*** Begin section ***

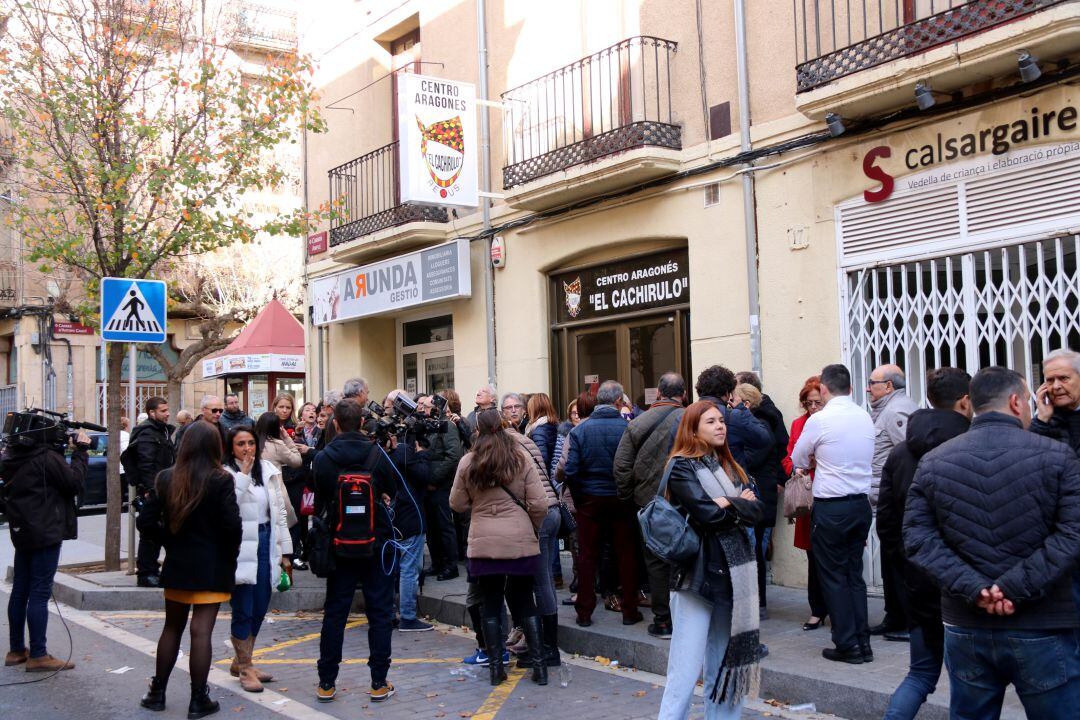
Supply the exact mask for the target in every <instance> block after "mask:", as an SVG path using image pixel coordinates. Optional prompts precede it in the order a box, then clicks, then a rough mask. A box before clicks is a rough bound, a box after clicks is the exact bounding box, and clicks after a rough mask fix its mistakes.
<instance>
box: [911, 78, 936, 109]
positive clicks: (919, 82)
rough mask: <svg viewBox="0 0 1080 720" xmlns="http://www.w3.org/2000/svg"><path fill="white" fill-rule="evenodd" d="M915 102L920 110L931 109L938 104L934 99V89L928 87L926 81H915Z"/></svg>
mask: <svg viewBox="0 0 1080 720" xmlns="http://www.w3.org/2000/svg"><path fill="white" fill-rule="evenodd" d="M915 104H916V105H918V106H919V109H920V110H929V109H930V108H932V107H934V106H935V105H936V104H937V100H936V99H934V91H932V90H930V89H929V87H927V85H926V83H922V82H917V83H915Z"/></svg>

*** End section ***
*** Begin section ***

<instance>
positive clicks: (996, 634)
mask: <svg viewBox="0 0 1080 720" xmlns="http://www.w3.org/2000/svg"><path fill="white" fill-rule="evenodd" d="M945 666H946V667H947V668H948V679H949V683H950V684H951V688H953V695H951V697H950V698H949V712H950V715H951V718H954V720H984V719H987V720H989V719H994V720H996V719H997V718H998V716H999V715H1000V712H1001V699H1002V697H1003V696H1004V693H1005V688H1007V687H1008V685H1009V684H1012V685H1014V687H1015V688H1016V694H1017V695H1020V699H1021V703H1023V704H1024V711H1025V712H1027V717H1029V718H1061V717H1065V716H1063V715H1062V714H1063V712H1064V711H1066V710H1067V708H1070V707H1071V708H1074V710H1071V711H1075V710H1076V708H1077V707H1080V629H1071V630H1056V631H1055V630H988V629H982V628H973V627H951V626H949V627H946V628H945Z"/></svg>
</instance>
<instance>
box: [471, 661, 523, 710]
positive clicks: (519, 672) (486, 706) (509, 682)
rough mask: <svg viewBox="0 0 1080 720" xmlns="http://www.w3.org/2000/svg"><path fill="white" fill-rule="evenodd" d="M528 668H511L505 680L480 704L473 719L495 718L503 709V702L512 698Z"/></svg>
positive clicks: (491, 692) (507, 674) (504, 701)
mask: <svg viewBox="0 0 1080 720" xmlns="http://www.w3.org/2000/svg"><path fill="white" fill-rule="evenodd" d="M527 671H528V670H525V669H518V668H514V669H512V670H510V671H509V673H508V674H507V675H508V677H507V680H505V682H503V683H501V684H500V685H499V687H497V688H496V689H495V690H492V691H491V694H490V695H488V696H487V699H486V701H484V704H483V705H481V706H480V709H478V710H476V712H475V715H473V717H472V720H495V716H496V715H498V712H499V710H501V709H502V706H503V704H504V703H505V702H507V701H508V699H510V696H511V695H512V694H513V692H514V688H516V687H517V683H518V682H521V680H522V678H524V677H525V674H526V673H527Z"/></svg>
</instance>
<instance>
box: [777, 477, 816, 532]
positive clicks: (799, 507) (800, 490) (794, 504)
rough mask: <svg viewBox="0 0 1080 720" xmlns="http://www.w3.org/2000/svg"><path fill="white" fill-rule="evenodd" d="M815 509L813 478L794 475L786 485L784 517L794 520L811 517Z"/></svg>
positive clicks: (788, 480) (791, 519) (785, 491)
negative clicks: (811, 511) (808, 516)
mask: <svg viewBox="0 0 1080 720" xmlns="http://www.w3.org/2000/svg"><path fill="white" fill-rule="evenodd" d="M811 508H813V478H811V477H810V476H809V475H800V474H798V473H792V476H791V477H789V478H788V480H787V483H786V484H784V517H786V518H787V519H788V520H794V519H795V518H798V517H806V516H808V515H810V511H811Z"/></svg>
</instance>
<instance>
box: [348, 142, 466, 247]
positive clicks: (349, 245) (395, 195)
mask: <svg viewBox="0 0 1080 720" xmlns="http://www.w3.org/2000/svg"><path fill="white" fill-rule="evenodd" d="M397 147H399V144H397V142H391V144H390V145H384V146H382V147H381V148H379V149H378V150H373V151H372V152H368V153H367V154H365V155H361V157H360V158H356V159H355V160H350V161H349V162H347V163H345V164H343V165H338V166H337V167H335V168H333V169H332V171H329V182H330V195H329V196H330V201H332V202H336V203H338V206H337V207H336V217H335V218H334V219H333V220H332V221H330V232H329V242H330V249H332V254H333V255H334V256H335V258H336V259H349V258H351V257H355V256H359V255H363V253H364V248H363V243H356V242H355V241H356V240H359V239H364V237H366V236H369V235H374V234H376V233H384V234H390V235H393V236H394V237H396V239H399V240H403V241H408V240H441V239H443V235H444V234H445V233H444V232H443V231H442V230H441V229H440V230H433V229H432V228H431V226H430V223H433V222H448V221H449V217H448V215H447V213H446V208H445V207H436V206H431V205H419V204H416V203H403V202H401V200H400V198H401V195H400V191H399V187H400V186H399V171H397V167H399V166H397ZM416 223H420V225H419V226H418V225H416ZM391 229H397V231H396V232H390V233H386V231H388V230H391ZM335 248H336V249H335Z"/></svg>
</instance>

*** End section ***
*** Begin section ***

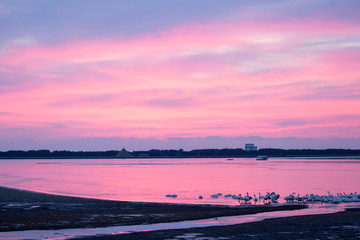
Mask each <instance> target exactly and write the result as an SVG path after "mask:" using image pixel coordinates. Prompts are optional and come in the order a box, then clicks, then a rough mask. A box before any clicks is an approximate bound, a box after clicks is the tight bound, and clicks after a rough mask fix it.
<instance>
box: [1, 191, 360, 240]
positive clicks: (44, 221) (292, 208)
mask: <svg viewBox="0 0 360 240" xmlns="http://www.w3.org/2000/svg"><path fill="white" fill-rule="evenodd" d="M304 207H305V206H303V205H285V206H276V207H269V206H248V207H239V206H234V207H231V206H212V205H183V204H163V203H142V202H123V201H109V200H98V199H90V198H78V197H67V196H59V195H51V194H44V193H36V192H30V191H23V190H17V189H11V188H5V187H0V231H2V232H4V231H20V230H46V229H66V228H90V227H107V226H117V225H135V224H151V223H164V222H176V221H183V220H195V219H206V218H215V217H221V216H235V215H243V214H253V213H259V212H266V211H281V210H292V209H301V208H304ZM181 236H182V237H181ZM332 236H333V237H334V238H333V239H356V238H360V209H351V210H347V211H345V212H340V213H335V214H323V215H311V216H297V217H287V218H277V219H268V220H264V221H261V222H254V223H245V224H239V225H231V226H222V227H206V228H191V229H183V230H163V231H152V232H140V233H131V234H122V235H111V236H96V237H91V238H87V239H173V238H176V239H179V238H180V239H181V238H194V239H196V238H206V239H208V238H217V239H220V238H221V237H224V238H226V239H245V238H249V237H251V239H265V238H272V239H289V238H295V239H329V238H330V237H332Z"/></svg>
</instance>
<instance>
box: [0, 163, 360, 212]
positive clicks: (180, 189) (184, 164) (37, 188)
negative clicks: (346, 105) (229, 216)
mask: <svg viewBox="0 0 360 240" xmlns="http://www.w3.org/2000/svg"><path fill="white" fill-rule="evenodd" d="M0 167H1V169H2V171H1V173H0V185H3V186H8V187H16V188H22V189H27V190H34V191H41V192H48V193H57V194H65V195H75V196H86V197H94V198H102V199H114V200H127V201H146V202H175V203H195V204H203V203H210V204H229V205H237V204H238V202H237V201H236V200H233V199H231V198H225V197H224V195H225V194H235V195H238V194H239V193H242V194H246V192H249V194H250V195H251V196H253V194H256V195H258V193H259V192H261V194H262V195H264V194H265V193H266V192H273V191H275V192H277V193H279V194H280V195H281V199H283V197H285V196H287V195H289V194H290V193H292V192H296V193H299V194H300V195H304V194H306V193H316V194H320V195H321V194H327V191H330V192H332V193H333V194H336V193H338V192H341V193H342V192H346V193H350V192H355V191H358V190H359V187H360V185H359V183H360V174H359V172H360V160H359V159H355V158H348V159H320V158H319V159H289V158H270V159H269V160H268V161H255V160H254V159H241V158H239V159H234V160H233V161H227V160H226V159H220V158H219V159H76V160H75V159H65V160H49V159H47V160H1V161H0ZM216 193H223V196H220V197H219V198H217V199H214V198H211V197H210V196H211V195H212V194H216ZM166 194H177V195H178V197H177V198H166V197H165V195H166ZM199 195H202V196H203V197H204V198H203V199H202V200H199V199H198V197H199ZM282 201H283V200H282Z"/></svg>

*** End section ***

Required work
Using the entries above, return exactly the lines from the line with "Supply the exact" to the line with "positive clicks: (919, 82)", counting both of those lines.

Result of this task
Supply the exact mask for the target in every <instance> block after "mask:", as an SVG path using image pixel coordinates. Optional prompts precede it in the order a box, then clicks, then a rough mask. A box before clicks is a rough bound, a box after clicks is the exact bounding box, and clicks after a rough mask fix its mistakes.
<instance>
box: [911, 78, 936, 109]
positive clicks: (919, 82)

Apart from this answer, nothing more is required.